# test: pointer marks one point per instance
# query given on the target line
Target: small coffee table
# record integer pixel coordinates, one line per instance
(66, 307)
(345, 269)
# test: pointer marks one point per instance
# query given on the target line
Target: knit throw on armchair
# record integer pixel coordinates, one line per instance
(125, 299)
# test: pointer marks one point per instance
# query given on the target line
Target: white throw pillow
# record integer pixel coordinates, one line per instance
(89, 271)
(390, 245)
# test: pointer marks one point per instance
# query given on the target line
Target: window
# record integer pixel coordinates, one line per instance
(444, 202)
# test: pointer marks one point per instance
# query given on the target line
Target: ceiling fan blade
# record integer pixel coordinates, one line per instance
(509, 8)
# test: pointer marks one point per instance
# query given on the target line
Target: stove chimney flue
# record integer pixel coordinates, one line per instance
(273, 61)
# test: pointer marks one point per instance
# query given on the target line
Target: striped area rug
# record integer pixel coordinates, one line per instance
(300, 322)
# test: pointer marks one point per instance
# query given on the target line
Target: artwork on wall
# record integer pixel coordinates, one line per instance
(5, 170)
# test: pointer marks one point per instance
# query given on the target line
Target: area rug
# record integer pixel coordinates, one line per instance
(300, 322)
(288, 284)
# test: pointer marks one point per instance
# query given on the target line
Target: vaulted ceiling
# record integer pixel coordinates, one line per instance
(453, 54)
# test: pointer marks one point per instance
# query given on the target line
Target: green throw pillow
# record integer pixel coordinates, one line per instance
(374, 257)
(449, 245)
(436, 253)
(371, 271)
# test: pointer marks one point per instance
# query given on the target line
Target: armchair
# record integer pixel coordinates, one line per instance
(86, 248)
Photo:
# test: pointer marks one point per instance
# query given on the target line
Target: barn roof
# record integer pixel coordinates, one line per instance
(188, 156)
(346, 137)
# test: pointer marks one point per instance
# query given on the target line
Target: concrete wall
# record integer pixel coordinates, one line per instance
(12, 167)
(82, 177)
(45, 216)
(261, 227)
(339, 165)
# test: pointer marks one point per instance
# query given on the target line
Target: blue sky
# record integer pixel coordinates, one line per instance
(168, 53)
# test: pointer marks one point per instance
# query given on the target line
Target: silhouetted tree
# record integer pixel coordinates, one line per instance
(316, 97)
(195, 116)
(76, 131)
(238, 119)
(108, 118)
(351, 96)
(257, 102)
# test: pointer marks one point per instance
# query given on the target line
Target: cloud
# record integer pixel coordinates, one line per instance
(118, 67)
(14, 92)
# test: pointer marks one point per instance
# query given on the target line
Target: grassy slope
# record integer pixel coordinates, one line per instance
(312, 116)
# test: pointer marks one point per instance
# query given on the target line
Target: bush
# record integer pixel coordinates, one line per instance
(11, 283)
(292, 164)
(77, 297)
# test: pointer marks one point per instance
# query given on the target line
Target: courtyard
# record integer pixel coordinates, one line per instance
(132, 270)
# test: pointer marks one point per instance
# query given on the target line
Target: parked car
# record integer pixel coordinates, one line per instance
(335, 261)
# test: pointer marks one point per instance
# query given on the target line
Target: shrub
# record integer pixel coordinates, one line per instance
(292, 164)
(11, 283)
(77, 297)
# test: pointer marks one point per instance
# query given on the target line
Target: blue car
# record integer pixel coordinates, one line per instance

=-=-=-=-=

| EXERCISE REQUIREMENTS |
Type out all of the material again, word for word.

| WRITTEN RESPONSE |
# test: pointer marks one point per instance
# query given on the target line
Target: small coffee table
# record integer pixel coordinates, one line per instance
(66, 307)
(345, 269)
# test: pointer marks one point per instance
# query given on the target line
Target: knit throw on armchair
# record integer pixel coordinates, one line per instance
(125, 299)
# test: pointer marks one point per instance
# query given on the target line
Target: white throw pillow
# record integer pixel coordinates, one line per instance
(89, 271)
(390, 245)
# test: pointer marks one point per instance
# query given on the target line
Target: window
# record integer pixel coordinates, one line per instance
(444, 202)
# test: pointer marks one point per instance
# query given on the target line
Target: ceiling fan blade
# record integer pixel coordinates, one line per instance
(509, 8)
# test: pointer marks one point per instance
# query given on the target line
Target: stove chimney flue
# record integer pixel coordinates, one line per instance
(273, 61)
# test: pointer marks one point per instance
# query given on the target line
Target: striped area rug
# record integer pixel coordinates, one line per instance
(300, 322)
# test: pointer marks one point per instance
# query given on the target line
Target: artwork on wall
# record integer pixel coordinates, one line per instance
(5, 170)
# test: pointer marks one point per instance
# query given on the target line
Target: area rug
# record integer pixel coordinates, one line per instance
(300, 322)
(288, 284)
# test: pointer marks one point per instance
# query given on the target line
Target: vaulted ceiling
# record integer pixel coordinates, one line per instance
(453, 54)
# test: pointer marks one point per instance
# query given on the target line
Target: green throw pillow
# record integer pixel coordinates, one line per instance
(374, 257)
(449, 245)
(436, 253)
(371, 271)
# test: pointer marks one point per instance
# query given on the target line
Target: armchair
# record integer pixel coordinates, one line per instance
(86, 248)
Photo:
# test: pointer marks one point per instance
# query given on the target line
Target: barn roof
# record integer pixel coordinates, one line per instance
(188, 156)
(346, 137)
# test: pointer marks one point per instance
# query given on the target line
Target: concrete wall
# record integer pixel coordinates, one line per instance
(12, 167)
(82, 177)
(45, 216)
(261, 227)
(339, 165)
# test: pointer marks one point per instance
# query given on the target line
Target: blue sky
# record integer pixel coordinates, one line per instance
(168, 53)
# test: pointer marks one point per instance
# query given on the target line
Target: silhouetted tree
# record integer pixel coordinates, one line per instance
(316, 97)
(195, 116)
(76, 131)
(238, 119)
(108, 118)
(351, 96)
(257, 102)
# test: pointer marks one point per instance
# query given on the target line
Target: cloud
# record integer pixel coordinates, one line per instance
(118, 67)
(14, 92)
# test: pointer marks one point per instance
# query given on the target line
Target: grassy slope
# record integer pixel coordinates, one line per instance
(312, 116)
# test: pointer marks one point per instance
# query given on the target line
Target: bush
# record integer pixel coordinates, one line per instance
(11, 283)
(292, 164)
(77, 297)
# test: pointer marks one point per instance
# query given on the target line
Target: courtyard
# record integer pixel coordinates, one line per instance
(132, 270)
# test: pointer marks one point per instance
# query given on the target line
Target: parked car
# record integer pixel coordinates, one line per instance
(335, 261)
# test: pointer marks one point per instance
# query given on the target line
Target: shrub
# record integer pixel coordinates, one line per instance
(292, 164)
(11, 283)
(77, 297)
# test: pointer marks one point per instance
# query given on the target line
Target: blue car
# record integer pixel coordinates, one line per instance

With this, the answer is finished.